=== Information ===
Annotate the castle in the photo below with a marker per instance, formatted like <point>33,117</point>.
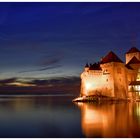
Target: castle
<point>113,78</point>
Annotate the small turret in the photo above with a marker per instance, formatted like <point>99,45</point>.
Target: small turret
<point>86,67</point>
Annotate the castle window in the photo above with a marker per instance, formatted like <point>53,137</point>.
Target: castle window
<point>119,70</point>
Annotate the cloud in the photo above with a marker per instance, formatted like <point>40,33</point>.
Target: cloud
<point>56,81</point>
<point>7,81</point>
<point>47,63</point>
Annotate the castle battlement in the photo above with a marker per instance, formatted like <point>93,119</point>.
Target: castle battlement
<point>113,78</point>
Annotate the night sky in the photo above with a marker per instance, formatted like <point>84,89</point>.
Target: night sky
<point>49,40</point>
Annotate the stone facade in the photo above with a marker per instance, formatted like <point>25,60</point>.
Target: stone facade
<point>111,77</point>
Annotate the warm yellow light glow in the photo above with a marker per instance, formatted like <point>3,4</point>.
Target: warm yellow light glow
<point>88,86</point>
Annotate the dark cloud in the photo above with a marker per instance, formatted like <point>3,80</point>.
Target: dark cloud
<point>7,81</point>
<point>47,63</point>
<point>57,81</point>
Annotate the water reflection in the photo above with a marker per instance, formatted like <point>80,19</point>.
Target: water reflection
<point>35,117</point>
<point>110,120</point>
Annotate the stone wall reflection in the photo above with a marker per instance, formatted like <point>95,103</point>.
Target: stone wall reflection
<point>110,120</point>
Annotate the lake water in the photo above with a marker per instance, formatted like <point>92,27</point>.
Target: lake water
<point>58,117</point>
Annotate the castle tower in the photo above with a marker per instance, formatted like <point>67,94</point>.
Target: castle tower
<point>114,76</point>
<point>131,53</point>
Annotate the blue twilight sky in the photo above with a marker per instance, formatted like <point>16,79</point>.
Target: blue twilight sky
<point>46,40</point>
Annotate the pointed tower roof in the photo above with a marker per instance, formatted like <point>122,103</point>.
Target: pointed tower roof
<point>134,60</point>
<point>111,57</point>
<point>133,50</point>
<point>86,65</point>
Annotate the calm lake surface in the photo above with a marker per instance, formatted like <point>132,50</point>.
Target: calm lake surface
<point>57,117</point>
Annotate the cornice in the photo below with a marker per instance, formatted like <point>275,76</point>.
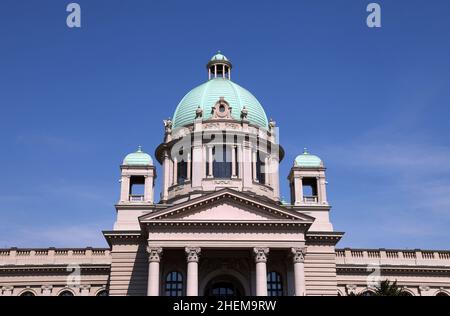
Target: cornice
<point>324,237</point>
<point>54,268</point>
<point>352,269</point>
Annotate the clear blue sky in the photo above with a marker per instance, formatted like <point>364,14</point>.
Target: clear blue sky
<point>373,103</point>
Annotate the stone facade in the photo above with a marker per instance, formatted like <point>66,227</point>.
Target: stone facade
<point>219,227</point>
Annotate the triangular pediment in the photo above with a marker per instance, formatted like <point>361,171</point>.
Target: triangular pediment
<point>227,206</point>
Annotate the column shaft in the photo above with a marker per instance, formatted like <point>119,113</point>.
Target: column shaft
<point>192,256</point>
<point>154,258</point>
<point>298,256</point>
<point>261,270</point>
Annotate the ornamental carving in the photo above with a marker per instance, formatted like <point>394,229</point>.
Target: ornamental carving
<point>154,254</point>
<point>231,126</point>
<point>221,110</point>
<point>260,254</point>
<point>222,182</point>
<point>298,255</point>
<point>214,264</point>
<point>192,254</point>
<point>212,126</point>
<point>199,112</point>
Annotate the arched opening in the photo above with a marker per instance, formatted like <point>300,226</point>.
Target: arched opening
<point>224,286</point>
<point>174,284</point>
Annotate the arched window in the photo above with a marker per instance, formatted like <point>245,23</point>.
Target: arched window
<point>174,284</point>
<point>260,168</point>
<point>274,284</point>
<point>103,293</point>
<point>221,162</point>
<point>182,174</point>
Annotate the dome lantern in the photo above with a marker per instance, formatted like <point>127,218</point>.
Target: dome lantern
<point>219,67</point>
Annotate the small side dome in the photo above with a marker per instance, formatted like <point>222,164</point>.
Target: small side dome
<point>219,57</point>
<point>307,160</point>
<point>138,158</point>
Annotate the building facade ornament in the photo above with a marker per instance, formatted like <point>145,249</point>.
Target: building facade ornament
<point>154,254</point>
<point>298,255</point>
<point>260,254</point>
<point>192,254</point>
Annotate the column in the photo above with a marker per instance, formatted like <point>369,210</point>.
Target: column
<point>154,257</point>
<point>261,270</point>
<point>298,258</point>
<point>210,162</point>
<point>255,157</point>
<point>85,290</point>
<point>233,161</point>
<point>175,171</point>
<point>192,256</point>
<point>298,190</point>
<point>323,190</point>
<point>266,171</point>
<point>188,176</point>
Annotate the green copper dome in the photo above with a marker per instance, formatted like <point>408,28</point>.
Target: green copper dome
<point>138,158</point>
<point>308,160</point>
<point>206,96</point>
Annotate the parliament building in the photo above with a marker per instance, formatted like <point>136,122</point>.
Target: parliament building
<point>219,227</point>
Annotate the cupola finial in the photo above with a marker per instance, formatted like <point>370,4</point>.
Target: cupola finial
<point>219,67</point>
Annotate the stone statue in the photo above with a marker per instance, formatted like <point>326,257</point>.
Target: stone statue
<point>168,126</point>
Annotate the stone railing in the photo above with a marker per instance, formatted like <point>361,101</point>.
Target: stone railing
<point>392,257</point>
<point>53,256</point>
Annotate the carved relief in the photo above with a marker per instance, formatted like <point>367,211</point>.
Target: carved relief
<point>192,254</point>
<point>221,110</point>
<point>260,254</point>
<point>213,264</point>
<point>154,254</point>
<point>298,255</point>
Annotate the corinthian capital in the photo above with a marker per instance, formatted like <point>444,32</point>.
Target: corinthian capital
<point>154,254</point>
<point>192,254</point>
<point>260,254</point>
<point>298,255</point>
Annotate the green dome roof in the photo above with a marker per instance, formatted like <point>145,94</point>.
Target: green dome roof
<point>219,57</point>
<point>308,160</point>
<point>138,158</point>
<point>206,96</point>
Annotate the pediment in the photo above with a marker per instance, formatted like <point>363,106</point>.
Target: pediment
<point>227,206</point>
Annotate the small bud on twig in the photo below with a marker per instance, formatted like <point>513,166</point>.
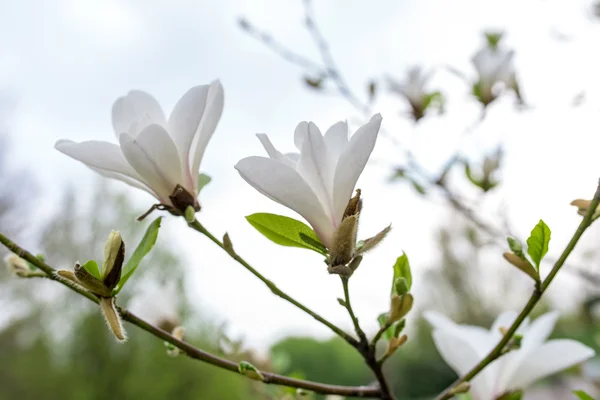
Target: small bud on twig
<point>112,318</point>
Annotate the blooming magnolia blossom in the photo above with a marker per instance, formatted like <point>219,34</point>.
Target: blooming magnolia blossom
<point>318,182</point>
<point>155,154</point>
<point>493,65</point>
<point>463,346</point>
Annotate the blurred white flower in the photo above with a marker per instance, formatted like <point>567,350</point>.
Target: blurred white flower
<point>463,346</point>
<point>154,154</point>
<point>159,305</point>
<point>318,182</point>
<point>494,65</point>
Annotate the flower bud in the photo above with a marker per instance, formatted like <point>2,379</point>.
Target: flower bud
<point>400,306</point>
<point>371,243</point>
<point>114,255</point>
<point>250,371</point>
<point>190,214</point>
<point>17,266</point>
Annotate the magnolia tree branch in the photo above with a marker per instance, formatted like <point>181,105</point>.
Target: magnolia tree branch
<point>329,69</point>
<point>228,247</point>
<point>190,350</point>
<point>538,291</point>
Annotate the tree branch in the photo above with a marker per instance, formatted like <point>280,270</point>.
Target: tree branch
<point>539,290</point>
<point>190,350</point>
<point>278,292</point>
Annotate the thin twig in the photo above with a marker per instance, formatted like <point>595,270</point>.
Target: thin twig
<point>539,290</point>
<point>278,292</point>
<point>190,350</point>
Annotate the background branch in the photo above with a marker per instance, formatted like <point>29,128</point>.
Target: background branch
<point>190,350</point>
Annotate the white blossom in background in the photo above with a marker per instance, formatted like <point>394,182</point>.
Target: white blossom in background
<point>159,155</point>
<point>159,305</point>
<point>464,346</point>
<point>319,181</point>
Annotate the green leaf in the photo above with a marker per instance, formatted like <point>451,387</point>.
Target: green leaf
<point>92,267</point>
<point>538,242</point>
<point>402,270</point>
<point>140,252</point>
<point>582,395</point>
<point>203,180</point>
<point>286,231</point>
<point>516,247</point>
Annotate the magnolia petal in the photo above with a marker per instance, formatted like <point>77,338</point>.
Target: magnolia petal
<point>208,125</point>
<point>336,140</point>
<point>351,164</point>
<point>273,152</point>
<point>315,168</point>
<point>550,358</point>
<point>192,124</point>
<point>150,159</point>
<point>132,113</point>
<point>283,184</point>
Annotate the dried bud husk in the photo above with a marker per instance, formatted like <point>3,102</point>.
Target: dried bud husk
<point>523,265</point>
<point>112,318</point>
<point>354,205</point>
<point>17,266</point>
<point>114,256</point>
<point>190,214</point>
<point>371,243</point>
<point>400,306</point>
<point>90,282</point>
<point>182,199</point>
<point>582,207</point>
<point>344,241</point>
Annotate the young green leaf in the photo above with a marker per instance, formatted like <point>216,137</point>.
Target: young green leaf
<point>538,242</point>
<point>286,231</point>
<point>140,252</point>
<point>92,267</point>
<point>203,180</point>
<point>402,270</point>
<point>581,395</point>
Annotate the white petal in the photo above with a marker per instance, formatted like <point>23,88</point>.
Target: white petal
<point>284,185</point>
<point>132,113</point>
<point>154,156</point>
<point>208,125</point>
<point>550,358</point>
<point>336,140</point>
<point>273,152</point>
<point>104,158</point>
<point>192,124</point>
<point>316,169</point>
<point>458,353</point>
<point>351,164</point>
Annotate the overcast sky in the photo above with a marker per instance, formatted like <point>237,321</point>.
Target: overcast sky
<point>63,63</point>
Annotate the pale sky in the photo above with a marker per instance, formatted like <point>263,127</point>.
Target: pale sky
<point>65,62</point>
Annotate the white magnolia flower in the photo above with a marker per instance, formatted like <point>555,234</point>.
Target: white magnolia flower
<point>463,346</point>
<point>155,154</point>
<point>413,87</point>
<point>318,182</point>
<point>158,304</point>
<point>493,65</point>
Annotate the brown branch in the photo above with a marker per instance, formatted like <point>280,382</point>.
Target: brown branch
<point>190,350</point>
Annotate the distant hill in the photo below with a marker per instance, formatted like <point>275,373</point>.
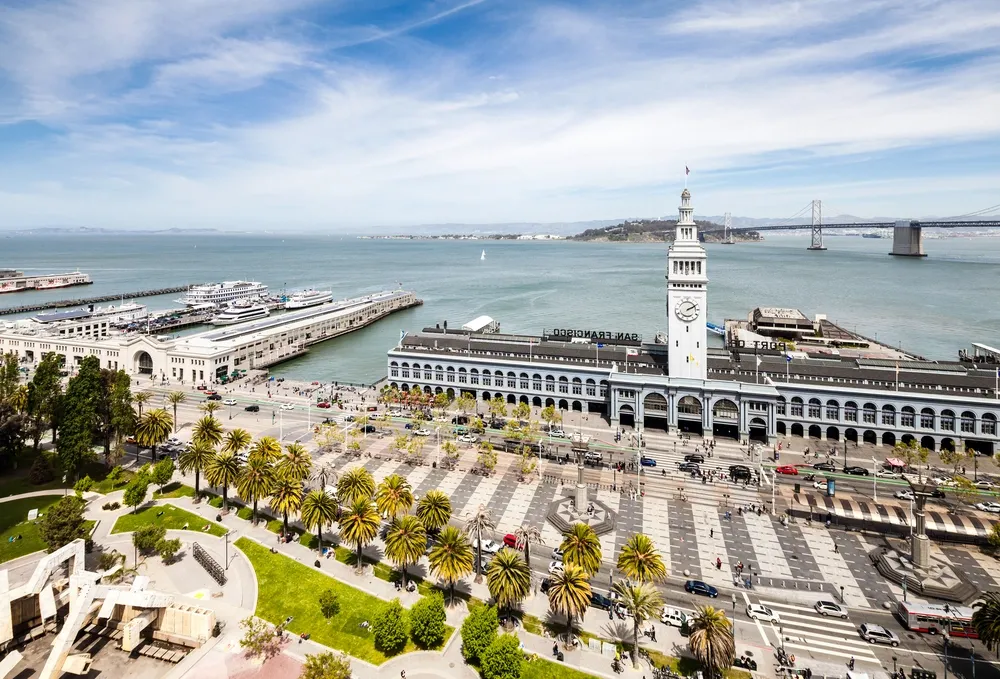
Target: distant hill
<point>655,230</point>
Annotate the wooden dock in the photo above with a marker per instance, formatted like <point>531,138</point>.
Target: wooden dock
<point>61,303</point>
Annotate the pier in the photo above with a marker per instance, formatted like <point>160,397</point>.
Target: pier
<point>61,303</point>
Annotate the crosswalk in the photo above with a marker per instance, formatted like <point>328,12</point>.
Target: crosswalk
<point>806,633</point>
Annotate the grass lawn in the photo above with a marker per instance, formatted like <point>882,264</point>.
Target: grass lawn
<point>169,516</point>
<point>13,521</point>
<point>286,588</point>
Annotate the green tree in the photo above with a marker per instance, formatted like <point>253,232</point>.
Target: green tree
<point>479,629</point>
<point>427,621</point>
<point>63,523</point>
<point>639,560</point>
<point>503,658</point>
<point>255,482</point>
<point>355,484</point>
<point>451,557</point>
<point>405,542</point>
<point>390,627</point>
<point>393,496</point>
<point>319,509</point>
<point>194,459</point>
<point>286,498</point>
<point>508,578</point>
<point>477,527</point>
<point>135,492</point>
<point>582,547</point>
<point>569,593</point>
<point>643,602</point>
<point>434,510</point>
<point>326,665</point>
<point>153,429</point>
<point>163,471</point>
<point>711,640</point>
<point>359,525</point>
<point>175,398</point>
<point>329,603</point>
<point>223,471</point>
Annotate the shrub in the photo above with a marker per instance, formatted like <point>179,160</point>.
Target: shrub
<point>329,604</point>
<point>389,628</point>
<point>427,621</point>
<point>478,631</point>
<point>503,658</point>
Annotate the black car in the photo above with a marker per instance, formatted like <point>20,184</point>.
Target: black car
<point>702,588</point>
<point>598,600</point>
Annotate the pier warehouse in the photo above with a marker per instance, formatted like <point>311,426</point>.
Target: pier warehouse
<point>681,384</point>
<point>216,353</point>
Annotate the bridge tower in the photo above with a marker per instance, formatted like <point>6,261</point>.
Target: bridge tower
<point>817,226</point>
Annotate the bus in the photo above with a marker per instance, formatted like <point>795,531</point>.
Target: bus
<point>937,618</point>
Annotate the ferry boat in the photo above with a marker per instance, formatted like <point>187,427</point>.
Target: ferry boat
<point>15,281</point>
<point>221,294</point>
<point>307,298</point>
<point>240,313</point>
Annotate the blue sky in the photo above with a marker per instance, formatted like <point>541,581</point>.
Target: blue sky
<point>291,113</point>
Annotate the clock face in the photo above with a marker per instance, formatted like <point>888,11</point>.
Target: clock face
<point>687,309</point>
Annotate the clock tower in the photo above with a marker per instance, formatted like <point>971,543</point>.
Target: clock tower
<point>687,298</point>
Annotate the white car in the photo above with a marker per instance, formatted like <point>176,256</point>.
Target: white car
<point>489,546</point>
<point>759,612</point>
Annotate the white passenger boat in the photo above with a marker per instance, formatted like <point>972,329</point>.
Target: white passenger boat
<point>307,298</point>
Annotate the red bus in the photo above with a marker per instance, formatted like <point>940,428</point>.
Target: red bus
<point>937,618</point>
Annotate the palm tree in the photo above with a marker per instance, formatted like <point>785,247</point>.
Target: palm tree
<point>236,441</point>
<point>153,429</point>
<point>195,459</point>
<point>434,510</point>
<point>223,470</point>
<point>639,560</point>
<point>207,430</point>
<point>176,398</point>
<point>266,447</point>
<point>711,640</point>
<point>359,525</point>
<point>355,484</point>
<point>569,594</point>
<point>286,498</point>
<point>451,557</point>
<point>508,578</point>
<point>296,463</point>
<point>643,601</point>
<point>255,482</point>
<point>405,542</point>
<point>140,399</point>
<point>393,496</point>
<point>477,527</point>
<point>524,536</point>
<point>581,546</point>
<point>319,508</point>
<point>986,620</point>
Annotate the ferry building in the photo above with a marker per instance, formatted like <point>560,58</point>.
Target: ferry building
<point>680,384</point>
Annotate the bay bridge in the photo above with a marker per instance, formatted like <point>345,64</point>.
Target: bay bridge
<point>907,235</point>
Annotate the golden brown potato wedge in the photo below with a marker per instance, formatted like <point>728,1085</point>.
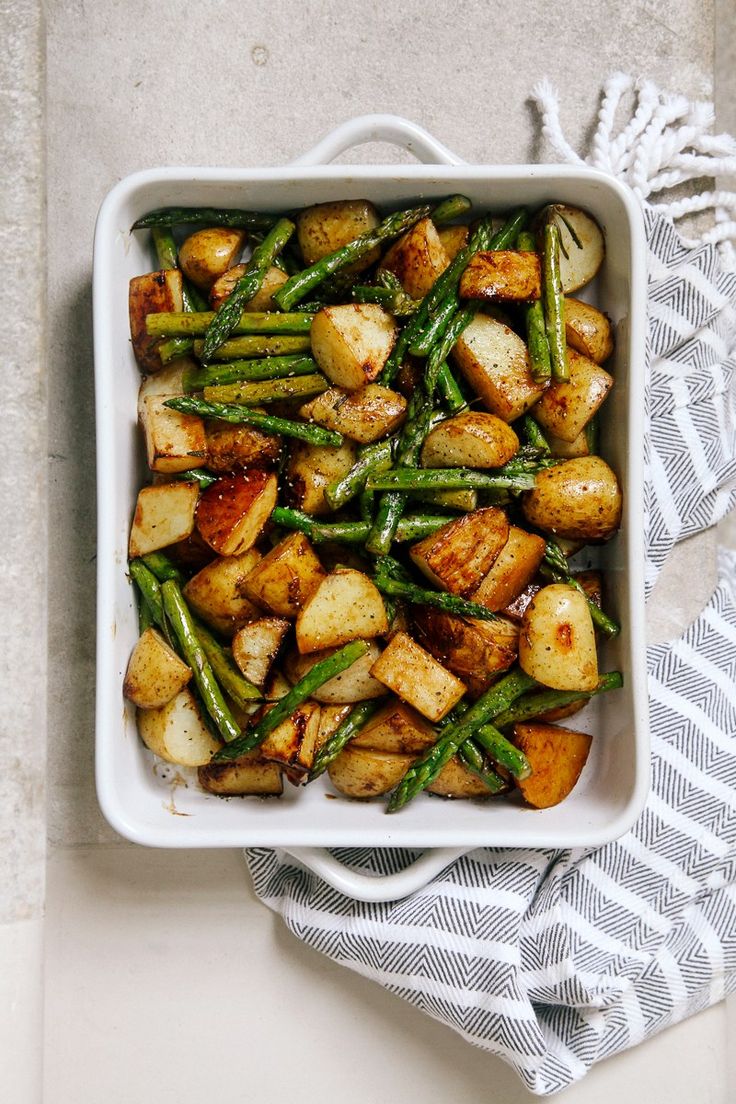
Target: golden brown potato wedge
<point>473,439</point>
<point>344,606</point>
<point>356,683</point>
<point>578,499</point>
<point>417,258</point>
<point>206,254</point>
<point>417,678</point>
<point>163,515</point>
<point>567,405</point>
<point>503,276</point>
<point>216,593</point>
<point>588,330</point>
<point>557,756</point>
<point>155,672</point>
<point>178,732</point>
<point>352,342</point>
<point>364,415</point>
<point>494,361</point>
<point>328,226</point>
<point>231,515</point>
<point>313,467</point>
<point>557,639</point>
<point>458,556</point>
<point>256,646</point>
<point>476,650</point>
<point>513,569</point>
<point>150,295</point>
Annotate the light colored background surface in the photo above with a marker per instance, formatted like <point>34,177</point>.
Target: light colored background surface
<point>163,975</point>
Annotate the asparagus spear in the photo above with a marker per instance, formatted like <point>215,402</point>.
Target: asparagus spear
<point>227,316</point>
<point>426,768</point>
<point>534,704</point>
<point>536,337</point>
<point>353,532</point>
<point>195,324</point>
<point>243,415</point>
<point>554,301</point>
<point>300,285</point>
<point>267,391</point>
<point>555,566</point>
<point>240,371</point>
<point>183,627</point>
<point>256,345</point>
<point>355,720</point>
<point>320,673</point>
<point>205,216</point>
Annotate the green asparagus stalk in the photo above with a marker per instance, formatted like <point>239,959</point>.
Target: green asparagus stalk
<point>555,566</point>
<point>426,768</point>
<point>352,724</point>
<point>205,216</point>
<point>181,622</point>
<point>228,315</point>
<point>554,301</point>
<point>534,704</point>
<point>320,673</point>
<point>256,345</point>
<point>243,415</point>
<point>267,391</point>
<point>241,371</point>
<point>194,325</point>
<point>299,286</point>
<point>536,336</point>
<point>411,528</point>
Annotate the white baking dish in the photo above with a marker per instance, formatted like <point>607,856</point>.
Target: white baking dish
<point>144,803</point>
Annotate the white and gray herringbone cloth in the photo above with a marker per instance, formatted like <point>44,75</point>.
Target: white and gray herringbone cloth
<point>556,959</point>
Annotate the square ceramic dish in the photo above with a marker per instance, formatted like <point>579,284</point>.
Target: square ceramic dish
<point>137,798</point>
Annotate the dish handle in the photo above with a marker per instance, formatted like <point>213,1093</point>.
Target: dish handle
<point>374,887</point>
<point>391,128</point>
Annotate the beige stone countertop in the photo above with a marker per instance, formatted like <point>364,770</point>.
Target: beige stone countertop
<point>163,977</point>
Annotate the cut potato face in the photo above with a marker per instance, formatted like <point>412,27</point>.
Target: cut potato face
<point>567,405</point>
<point>177,732</point>
<point>313,467</point>
<point>364,415</point>
<point>150,295</point>
<point>345,606</point>
<point>513,569</point>
<point>417,678</point>
<point>577,499</point>
<point>588,330</point>
<point>356,683</point>
<point>256,646</point>
<point>351,343</point>
<point>286,577</point>
<point>472,439</point>
<point>232,513</point>
<point>216,593</point>
<point>417,258</point>
<point>557,640</point>
<point>206,254</point>
<point>155,673</point>
<point>476,650</point>
<point>578,265</point>
<point>249,775</point>
<point>328,226</point>
<point>264,297</point>
<point>163,515</point>
<point>502,276</point>
<point>494,362</point>
<point>556,755</point>
<point>457,556</point>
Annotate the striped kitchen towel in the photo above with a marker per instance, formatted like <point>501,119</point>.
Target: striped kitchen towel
<point>555,959</point>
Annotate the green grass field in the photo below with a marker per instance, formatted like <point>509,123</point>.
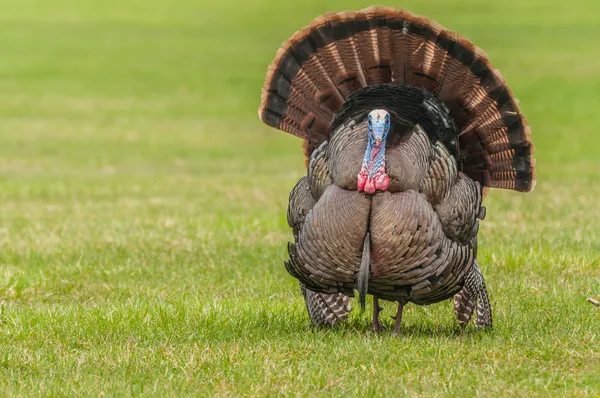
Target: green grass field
<point>143,227</point>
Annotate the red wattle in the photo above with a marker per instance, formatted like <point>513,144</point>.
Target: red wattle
<point>382,182</point>
<point>362,180</point>
<point>370,186</point>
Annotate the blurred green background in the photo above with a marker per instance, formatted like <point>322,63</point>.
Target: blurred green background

=== Work order ===
Only a number is wanted. Count the lines of the data that contain "below".

=== Output ===
6